DIRECTIONS FOR THIS TASK:
Copy out the records below verbatim, beginning with the line containing "For a safety inspection report, we need the tree" and continuing through the line containing "585 0 638 208", including both of those lines and only the lines between them.

RECORD EXCERPTS:
┄┄┄┄┄┄┄┄┄┄┄┄┄┄┄┄┄┄┄┄
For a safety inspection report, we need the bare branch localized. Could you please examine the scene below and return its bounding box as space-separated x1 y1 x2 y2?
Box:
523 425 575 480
┄┄┄┄┄┄┄┄┄┄┄┄┄┄┄┄┄┄┄┄
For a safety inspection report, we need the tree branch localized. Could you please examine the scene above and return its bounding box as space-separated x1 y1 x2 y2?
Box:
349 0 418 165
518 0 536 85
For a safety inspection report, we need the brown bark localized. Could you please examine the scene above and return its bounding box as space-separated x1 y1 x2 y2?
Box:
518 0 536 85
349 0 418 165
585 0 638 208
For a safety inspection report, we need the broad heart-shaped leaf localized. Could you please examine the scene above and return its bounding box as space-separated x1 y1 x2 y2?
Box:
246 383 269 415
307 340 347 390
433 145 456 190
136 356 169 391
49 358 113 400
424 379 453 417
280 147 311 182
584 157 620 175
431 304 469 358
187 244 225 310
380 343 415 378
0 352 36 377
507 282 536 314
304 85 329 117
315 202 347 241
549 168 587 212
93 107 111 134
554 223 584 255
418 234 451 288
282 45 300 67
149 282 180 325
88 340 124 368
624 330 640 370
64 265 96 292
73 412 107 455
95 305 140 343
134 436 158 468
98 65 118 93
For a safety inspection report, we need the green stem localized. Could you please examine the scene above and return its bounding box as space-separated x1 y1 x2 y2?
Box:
┄┄┄┄┄┄┄┄┄┄┄┄┄┄┄┄┄┄┄┄
WORKED ANSWER:
For a safety inspection report, we need the tree branch localized. Could you please examine the scene above and return its bounding box as space-separated x1 y1 x2 y2?
Box:
349 0 418 165
518 0 536 85
For a safety inspection report, we need the brown bark localized. Could you please examine the scene above and return its bounding box as space-separated x1 y1 x2 y2?
Box:
518 0 536 85
349 0 418 165
585 0 638 208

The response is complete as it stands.